▸ What to work on
Substitute "shoreline" for "riverbank" throughout the material below, keeping everything else unchanged. Leave the pictures out of your answer.

** BEGIN **

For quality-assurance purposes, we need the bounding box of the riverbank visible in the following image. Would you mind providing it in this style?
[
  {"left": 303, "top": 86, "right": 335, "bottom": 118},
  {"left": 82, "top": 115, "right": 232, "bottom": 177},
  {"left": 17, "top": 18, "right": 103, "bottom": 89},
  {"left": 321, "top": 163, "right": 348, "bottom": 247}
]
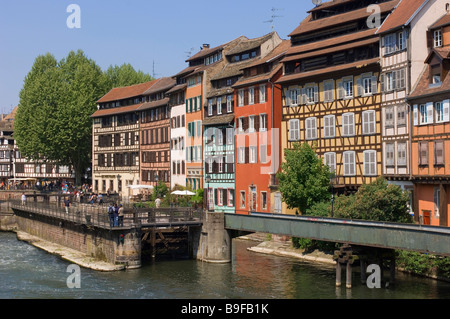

** END **

▸ Full output
For quality-assurance purposes, we need the bounding box of the shoreline visible in the following image. Would you mind providing it in this style?
[
  {"left": 303, "top": 86, "right": 335, "bottom": 118},
  {"left": 82, "top": 115, "right": 232, "bottom": 177},
  {"left": 17, "top": 18, "right": 103, "bottom": 89},
  {"left": 321, "top": 163, "right": 348, "bottom": 247}
]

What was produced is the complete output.